## Problem to solve
Convert the lines of data between the line containing "the bearded face" and the line containing "Target: young man in racing suit", inclusive, into a numbered list, leaving out any blank lines.
## START Available records
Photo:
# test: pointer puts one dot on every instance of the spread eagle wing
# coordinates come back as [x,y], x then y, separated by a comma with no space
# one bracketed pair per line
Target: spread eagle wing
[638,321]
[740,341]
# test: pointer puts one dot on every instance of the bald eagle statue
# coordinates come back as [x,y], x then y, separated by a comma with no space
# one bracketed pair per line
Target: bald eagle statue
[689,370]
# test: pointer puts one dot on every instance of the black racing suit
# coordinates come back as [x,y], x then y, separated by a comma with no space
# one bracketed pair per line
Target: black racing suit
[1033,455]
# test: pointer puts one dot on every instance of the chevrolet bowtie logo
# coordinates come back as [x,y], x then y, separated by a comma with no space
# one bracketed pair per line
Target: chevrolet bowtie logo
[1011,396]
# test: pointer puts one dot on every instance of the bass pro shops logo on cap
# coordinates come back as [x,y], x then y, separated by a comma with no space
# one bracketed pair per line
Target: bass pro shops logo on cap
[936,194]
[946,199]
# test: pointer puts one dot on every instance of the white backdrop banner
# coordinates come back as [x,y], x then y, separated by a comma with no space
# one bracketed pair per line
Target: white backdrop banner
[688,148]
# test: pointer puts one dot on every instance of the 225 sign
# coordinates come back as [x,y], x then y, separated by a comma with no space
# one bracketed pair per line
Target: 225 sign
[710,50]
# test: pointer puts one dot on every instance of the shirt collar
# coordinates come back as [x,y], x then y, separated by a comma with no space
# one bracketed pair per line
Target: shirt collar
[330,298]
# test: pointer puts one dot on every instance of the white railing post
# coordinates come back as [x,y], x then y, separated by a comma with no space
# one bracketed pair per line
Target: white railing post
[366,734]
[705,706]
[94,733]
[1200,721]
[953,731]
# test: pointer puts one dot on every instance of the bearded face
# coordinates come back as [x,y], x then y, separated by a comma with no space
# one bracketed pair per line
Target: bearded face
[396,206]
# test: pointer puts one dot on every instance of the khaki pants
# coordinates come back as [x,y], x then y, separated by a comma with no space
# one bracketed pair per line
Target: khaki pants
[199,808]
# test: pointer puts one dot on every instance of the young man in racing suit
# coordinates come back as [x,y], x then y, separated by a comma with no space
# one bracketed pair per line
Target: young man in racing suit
## END Available records
## START Available records
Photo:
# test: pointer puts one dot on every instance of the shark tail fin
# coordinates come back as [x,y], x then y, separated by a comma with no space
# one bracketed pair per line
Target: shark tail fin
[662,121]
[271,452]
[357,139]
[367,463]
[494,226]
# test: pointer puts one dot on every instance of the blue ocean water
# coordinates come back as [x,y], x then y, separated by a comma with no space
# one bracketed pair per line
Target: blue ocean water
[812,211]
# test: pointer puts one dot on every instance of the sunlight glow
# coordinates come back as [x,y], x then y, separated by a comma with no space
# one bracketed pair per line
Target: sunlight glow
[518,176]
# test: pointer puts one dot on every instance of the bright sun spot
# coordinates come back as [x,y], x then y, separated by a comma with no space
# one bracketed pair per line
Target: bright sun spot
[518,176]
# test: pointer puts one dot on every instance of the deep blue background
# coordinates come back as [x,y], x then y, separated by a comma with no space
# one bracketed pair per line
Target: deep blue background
## END Available records
## START Available records
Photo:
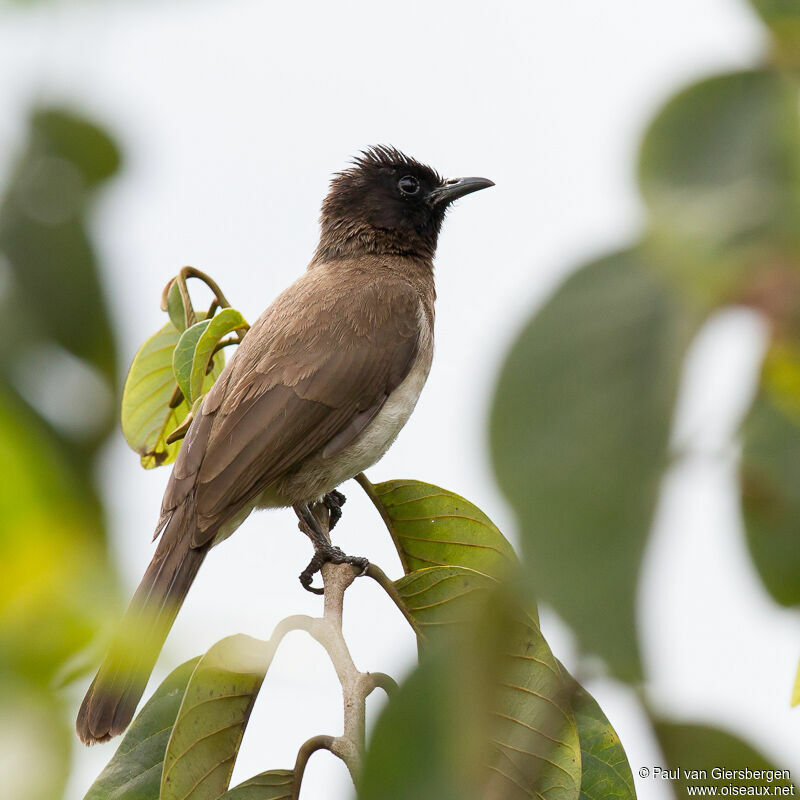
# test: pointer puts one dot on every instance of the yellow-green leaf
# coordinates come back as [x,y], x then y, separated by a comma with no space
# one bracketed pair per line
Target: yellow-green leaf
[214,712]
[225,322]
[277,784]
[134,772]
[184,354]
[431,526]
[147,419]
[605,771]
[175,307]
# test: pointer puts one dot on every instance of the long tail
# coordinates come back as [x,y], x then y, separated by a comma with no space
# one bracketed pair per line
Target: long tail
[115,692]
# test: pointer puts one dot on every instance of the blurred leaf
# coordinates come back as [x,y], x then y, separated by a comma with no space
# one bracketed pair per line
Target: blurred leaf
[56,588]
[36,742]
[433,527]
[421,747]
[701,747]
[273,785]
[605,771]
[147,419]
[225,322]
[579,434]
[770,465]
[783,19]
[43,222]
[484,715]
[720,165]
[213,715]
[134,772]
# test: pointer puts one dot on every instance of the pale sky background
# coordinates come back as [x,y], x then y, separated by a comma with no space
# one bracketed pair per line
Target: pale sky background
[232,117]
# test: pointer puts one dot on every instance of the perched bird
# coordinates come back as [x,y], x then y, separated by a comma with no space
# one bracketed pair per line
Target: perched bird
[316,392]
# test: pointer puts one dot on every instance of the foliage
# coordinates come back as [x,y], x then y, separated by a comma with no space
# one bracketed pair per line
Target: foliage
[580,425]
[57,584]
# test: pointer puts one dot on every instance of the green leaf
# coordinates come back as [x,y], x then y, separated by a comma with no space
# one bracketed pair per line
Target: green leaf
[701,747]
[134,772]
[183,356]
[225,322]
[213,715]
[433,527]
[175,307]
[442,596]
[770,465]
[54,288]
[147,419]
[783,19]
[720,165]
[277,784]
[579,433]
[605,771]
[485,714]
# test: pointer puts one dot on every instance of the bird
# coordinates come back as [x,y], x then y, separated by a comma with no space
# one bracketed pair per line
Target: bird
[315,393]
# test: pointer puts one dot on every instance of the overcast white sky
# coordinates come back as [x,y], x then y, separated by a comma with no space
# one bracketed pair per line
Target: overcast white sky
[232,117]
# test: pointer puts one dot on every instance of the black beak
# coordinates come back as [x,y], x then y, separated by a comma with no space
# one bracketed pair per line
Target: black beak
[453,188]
## END Available records
## Result of the task
1. # test: pointer puts one dot on every instance of the bearded face
2. # coordinates come back as [x,y], x then y, separated by a comma with no space
3. # one bracketed pair per line
4. Target: bearded face
5. [396,206]
6. # test: pointer puts one dot on every instance of the khaki pants
7. # coordinates come back as [x,y], x then y, separated by a comma with no space
8. # one bracketed pair per line
9. Target: khaki pants
10. [199,808]
11. # test: pointer puts one dot on every instance of the young man in racing suit
12. # coordinates come back as [x,y], x then y, separated by a comma with no space
13. # one bracketed pair per line
14. Target: young man in racing suit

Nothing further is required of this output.